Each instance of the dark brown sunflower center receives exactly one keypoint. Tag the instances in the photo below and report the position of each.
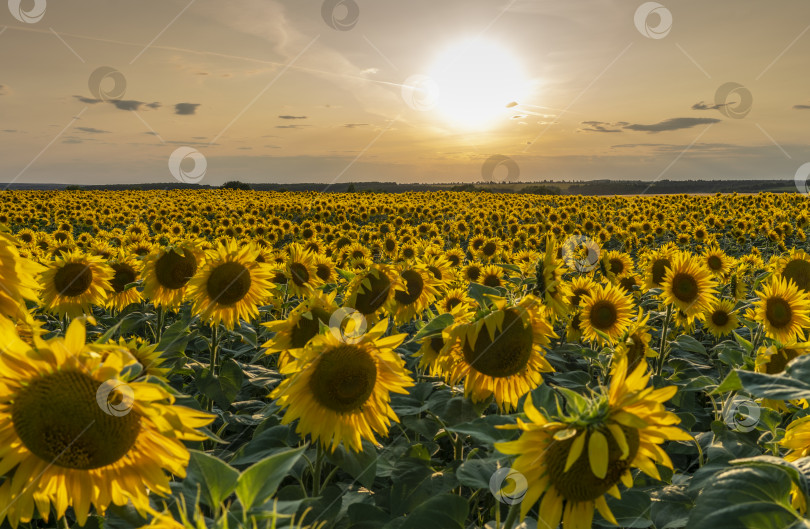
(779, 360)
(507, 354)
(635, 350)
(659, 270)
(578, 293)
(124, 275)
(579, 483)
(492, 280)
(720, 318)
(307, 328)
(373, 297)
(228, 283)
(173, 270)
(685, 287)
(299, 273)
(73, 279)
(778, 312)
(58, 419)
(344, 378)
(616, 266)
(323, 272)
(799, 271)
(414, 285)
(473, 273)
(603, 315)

==

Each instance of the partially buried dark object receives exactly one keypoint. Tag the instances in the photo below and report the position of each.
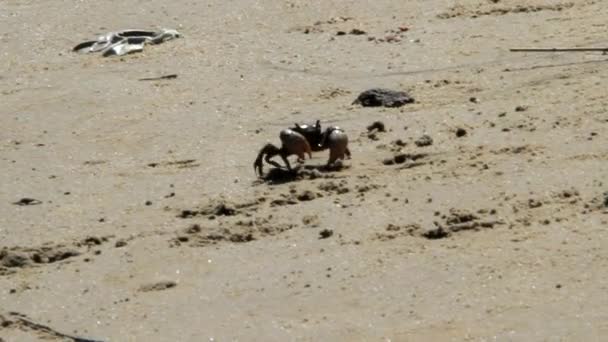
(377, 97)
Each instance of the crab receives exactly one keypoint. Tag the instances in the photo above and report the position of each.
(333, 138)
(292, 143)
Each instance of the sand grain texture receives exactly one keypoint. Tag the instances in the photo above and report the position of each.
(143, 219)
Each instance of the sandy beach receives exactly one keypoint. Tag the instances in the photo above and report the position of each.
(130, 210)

_Task goal:_
Please return each line from the records above that contains the string "below". Case counts.

_Complete response:_
Each instance of the dark brown sunflower center receives exactly one keypoint. Tag the instances in the photo below and report the position of each.
Each instance of the partially buried dark object receives exactly one keypoint. Tag the instances in the photo below and report the position of each.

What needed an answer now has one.